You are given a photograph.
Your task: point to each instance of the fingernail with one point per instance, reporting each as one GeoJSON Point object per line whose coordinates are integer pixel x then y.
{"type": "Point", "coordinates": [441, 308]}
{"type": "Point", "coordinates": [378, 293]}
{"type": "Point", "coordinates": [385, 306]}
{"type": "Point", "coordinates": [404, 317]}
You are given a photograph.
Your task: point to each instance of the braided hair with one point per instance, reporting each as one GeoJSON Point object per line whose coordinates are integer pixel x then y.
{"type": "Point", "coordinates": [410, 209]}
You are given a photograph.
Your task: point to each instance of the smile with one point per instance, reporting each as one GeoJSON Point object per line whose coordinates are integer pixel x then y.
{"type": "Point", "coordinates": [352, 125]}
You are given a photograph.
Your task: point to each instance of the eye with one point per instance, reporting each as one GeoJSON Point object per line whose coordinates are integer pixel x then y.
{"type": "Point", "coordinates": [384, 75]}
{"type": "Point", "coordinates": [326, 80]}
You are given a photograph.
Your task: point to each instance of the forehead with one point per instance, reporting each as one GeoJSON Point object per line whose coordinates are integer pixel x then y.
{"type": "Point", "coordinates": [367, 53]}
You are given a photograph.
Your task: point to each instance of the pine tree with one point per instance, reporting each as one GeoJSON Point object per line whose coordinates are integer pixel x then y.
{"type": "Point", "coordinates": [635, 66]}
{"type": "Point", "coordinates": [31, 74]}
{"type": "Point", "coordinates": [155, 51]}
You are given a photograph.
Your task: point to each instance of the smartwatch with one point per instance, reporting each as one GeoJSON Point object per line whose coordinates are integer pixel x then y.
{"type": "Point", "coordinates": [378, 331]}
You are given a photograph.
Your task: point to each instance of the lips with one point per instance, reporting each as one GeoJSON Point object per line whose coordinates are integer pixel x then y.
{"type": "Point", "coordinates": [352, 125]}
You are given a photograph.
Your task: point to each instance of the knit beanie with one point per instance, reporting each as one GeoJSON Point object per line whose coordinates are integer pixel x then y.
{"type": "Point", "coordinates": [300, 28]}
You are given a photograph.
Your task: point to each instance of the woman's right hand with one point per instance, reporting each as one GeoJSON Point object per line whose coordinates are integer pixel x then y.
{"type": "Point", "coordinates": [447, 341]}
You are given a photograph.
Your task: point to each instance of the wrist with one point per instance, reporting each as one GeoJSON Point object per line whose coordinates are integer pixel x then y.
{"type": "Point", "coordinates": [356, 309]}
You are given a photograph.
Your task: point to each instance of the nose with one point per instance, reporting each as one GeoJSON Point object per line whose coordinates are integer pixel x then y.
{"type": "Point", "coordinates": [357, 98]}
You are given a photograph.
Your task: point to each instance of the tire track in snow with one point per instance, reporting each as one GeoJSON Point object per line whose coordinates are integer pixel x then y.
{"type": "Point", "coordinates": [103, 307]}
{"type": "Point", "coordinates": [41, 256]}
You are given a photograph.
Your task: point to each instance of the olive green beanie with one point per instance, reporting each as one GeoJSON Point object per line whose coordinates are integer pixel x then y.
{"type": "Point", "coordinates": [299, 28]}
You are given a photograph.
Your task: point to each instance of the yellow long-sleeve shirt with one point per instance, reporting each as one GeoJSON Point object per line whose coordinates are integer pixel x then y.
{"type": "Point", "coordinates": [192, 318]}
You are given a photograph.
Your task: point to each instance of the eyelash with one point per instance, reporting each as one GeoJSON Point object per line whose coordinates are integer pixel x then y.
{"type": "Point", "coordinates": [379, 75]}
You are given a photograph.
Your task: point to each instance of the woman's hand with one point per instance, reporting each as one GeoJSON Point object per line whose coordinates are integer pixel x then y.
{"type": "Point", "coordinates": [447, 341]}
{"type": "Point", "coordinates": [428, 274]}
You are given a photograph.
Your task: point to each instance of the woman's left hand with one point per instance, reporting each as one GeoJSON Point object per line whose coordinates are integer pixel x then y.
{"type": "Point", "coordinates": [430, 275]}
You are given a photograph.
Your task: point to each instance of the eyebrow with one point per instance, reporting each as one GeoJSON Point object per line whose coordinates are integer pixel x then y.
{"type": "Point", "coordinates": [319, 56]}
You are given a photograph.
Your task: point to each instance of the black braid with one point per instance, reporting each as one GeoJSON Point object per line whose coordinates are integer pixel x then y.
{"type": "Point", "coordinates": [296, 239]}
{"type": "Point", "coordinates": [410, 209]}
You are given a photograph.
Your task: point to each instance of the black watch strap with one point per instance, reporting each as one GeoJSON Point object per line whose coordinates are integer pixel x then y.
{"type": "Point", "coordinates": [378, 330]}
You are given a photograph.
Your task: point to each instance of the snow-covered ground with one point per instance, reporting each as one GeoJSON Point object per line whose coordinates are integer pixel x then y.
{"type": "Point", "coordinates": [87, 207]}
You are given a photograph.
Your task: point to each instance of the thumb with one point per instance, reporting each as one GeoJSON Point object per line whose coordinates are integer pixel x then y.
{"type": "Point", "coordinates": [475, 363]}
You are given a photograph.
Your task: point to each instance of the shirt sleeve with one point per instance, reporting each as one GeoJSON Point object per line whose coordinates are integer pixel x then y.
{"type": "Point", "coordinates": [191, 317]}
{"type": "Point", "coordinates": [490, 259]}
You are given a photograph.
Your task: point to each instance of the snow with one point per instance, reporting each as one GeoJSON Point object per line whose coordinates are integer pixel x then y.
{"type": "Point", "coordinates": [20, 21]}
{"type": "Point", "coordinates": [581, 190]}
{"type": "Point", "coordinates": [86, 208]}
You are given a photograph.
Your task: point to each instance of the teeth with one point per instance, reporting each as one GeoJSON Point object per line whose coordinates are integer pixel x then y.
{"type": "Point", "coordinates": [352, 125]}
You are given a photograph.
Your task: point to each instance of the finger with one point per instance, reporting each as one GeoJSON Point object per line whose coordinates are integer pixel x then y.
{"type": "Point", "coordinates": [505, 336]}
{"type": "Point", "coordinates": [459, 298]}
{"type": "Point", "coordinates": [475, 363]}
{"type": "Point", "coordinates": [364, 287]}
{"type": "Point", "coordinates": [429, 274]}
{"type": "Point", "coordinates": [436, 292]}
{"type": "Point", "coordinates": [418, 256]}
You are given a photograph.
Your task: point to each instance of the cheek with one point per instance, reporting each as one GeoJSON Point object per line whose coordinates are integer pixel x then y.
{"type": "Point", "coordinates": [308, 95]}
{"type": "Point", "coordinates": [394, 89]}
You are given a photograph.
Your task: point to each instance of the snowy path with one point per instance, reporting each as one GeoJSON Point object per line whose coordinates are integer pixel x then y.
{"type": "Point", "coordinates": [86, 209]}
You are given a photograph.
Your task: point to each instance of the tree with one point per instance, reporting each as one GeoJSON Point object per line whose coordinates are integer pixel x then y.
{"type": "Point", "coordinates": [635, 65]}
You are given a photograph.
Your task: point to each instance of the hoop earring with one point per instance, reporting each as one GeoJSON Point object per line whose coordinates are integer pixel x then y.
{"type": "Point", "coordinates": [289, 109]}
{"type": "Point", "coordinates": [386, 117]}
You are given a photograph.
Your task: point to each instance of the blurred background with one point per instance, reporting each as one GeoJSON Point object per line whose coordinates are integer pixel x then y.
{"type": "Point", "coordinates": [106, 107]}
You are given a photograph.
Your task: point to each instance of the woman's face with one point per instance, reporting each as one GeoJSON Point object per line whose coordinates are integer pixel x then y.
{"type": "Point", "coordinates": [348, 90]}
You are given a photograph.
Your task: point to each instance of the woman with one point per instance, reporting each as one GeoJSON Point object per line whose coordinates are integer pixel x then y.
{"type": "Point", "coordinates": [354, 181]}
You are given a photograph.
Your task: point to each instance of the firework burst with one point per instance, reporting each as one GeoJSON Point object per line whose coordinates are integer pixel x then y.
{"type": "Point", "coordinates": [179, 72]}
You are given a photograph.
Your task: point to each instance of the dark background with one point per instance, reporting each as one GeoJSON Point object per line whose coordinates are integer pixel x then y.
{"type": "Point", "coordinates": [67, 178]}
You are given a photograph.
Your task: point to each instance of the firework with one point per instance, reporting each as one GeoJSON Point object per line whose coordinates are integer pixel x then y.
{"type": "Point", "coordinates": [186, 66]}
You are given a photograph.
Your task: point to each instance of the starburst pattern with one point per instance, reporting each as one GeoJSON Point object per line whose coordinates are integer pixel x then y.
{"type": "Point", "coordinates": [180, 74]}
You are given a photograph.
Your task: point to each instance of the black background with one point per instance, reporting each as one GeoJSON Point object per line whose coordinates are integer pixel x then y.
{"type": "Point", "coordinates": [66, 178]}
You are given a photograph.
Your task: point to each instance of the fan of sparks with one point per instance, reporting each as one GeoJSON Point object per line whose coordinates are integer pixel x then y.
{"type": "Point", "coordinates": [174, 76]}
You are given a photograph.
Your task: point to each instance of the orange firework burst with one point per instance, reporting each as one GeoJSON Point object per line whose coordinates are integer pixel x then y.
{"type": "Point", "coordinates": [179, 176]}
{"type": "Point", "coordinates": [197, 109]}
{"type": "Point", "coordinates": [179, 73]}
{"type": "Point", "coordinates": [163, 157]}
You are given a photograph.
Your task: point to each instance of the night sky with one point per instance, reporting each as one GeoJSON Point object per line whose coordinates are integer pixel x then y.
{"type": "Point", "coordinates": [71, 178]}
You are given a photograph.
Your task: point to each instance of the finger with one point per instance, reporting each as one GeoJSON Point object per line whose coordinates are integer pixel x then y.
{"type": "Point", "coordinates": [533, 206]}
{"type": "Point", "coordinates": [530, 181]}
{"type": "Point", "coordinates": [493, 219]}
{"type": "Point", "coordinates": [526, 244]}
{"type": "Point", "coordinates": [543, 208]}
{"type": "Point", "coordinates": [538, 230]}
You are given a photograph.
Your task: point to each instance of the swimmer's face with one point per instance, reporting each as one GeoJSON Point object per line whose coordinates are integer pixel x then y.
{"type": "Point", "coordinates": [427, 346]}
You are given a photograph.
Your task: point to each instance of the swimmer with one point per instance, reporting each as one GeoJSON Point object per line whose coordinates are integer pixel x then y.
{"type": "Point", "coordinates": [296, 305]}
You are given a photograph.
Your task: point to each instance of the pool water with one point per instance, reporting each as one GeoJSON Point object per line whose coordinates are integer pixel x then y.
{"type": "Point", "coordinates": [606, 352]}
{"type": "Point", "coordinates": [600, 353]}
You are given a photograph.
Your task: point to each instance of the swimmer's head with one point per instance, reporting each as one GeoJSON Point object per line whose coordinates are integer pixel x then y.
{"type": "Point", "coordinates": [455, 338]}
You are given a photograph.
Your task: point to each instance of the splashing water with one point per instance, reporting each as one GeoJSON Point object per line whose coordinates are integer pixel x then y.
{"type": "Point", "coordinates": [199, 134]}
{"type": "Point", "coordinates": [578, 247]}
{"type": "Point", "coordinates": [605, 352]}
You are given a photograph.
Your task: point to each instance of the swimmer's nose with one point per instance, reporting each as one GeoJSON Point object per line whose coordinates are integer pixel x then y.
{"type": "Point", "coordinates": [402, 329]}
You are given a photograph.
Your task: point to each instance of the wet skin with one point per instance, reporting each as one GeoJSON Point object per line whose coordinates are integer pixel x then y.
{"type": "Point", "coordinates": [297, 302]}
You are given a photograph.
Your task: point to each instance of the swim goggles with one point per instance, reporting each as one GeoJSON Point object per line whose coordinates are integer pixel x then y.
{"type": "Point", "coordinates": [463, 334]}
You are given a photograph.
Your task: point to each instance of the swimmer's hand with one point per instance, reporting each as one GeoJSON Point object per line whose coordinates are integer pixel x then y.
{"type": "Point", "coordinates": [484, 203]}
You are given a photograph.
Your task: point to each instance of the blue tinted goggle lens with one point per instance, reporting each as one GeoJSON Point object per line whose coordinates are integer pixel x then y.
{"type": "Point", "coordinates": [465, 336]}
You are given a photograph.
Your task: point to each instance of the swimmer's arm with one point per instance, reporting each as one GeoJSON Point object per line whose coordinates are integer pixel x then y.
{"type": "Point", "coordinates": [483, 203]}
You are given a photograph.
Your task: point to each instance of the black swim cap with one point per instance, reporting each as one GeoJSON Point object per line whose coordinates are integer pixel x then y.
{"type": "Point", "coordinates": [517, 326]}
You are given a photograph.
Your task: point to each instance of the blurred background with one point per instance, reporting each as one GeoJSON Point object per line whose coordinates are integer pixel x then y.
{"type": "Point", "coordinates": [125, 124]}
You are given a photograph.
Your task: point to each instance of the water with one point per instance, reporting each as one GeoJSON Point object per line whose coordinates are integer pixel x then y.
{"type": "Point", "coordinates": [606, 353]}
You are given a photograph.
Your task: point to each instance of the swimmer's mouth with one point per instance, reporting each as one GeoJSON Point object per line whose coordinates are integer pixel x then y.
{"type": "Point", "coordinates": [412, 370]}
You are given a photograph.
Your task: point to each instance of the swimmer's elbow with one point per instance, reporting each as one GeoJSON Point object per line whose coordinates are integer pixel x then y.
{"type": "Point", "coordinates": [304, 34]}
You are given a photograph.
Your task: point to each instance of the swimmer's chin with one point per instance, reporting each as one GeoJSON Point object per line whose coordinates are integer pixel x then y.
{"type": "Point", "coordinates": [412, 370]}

-=-=-=-=-

## Exercise brief
Extract each line of the material above that contains the string "face", treating the match as case-sensitive.

## Reply to the task
Your task: point to each instance of the woman's face with one point per instance, reporting each as one GeoJSON Point object per line whose coordinates are integer pixel x then y.
Your task: point to each instance of the swimmer's face with one point per instance, reporting each as one GeoJSON Point object per line whose coordinates are integer pixel x then y.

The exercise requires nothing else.